* Text shown:
◆ ◆ ◆
Ecclesiastes 4 (Listen)
Evil Under the Sun
4:1 Again I saw all the oppressions that are done under the sun. And behold, the tears of the oppressed, and they had no one to comfort them! On the side of their oppressors there was power, and there was no one to comfort them. 2 And I thought the dead who are already dead more fortunate than the living who are still alive. 3 But better than both is he who has not yet been and has not seen the evil deeds that are done under the sun.
4 Then I saw that all toil and all skill in work come from a man’s envy of his neighbor. This also is vanity and a striving after wind.
5 The fool folds his hands and eats his own flesh.
6 Better is a handful of quietness than two hands full of toil and a striving after wind.
7 Again, I saw vanity under the sun: 8 one person who has no other, either son or brother, yet there is no end to all his toil, and his eyes are never satisfied with riches, so that he never asks, “For whom am I toiling and depriving myself of pleasure?” This also is vanity and an unhappy business.
◆ ◆ ◆
* Supplied information:
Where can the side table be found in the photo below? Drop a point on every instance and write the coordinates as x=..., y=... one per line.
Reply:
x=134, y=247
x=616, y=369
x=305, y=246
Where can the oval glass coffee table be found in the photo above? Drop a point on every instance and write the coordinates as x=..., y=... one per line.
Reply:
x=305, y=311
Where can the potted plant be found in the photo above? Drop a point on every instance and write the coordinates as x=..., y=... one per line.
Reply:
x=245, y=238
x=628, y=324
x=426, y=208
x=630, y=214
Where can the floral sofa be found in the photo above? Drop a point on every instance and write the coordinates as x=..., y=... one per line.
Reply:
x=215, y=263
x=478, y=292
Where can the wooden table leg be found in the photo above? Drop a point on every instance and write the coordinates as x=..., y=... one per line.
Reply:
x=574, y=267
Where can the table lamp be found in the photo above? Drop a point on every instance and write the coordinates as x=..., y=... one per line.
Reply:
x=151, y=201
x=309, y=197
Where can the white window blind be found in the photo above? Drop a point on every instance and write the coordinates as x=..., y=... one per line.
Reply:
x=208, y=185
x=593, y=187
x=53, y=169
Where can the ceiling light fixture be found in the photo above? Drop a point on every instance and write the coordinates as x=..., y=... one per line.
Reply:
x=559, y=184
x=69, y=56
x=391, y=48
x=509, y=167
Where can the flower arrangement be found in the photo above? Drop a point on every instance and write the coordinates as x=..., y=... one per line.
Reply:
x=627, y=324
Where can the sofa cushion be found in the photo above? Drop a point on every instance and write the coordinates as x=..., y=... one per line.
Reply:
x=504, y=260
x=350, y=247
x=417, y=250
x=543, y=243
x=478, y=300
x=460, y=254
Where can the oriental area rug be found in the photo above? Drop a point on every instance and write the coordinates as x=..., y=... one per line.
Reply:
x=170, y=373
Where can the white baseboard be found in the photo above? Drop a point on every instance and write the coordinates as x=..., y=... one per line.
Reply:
◆ ◆ ◆
* To-do list:
A. Transcribe everything in the Ecclesiastes 4 passage from "Ecclesiastes 4 (Listen)" down to "toil and a striving after wind.".
B. Which parts of the human body does the Ecclesiastes 4 passage mention? List each one once.
C. Answer these questions from the Ecclesiastes 4 passage:
(i) Whom did the oppressed have?
(ii) What does the fool do with his hands and his flesh?
(iii) Which two relatives does the person in verse 8 lack?
The records that come after the text are separate material.

* Responses in order:
A.
Ecclesiastes 4 (Listen)
Evil Under the Sun
4:1 Again I saw all the oppressions that are done under the sun. And behold, the tears of the oppressed, and they had no one to comfort them! On the side of their oppressors there was power, and there was no one to comfort them. 2 And I thought the dead who are already dead more fortunate than the living who are still alive. 3 But better than both is he who has not yet been and has not seen the evil deeds that are done under the sun.
4 Then I saw that all toil and all skill in work come from a man’s envy of his neighbor. This also is vanity and a striving after wind.
5 The fool folds his hands and eats his own flesh.
6 Better is a handful of quietness than two hands full of toil and a striving after wind.

B.
hands
flesh
eyes

C.
(i) They had no one to comfort them.
(ii) He folds his hands and eats his own flesh.
(iii) A son and a brother.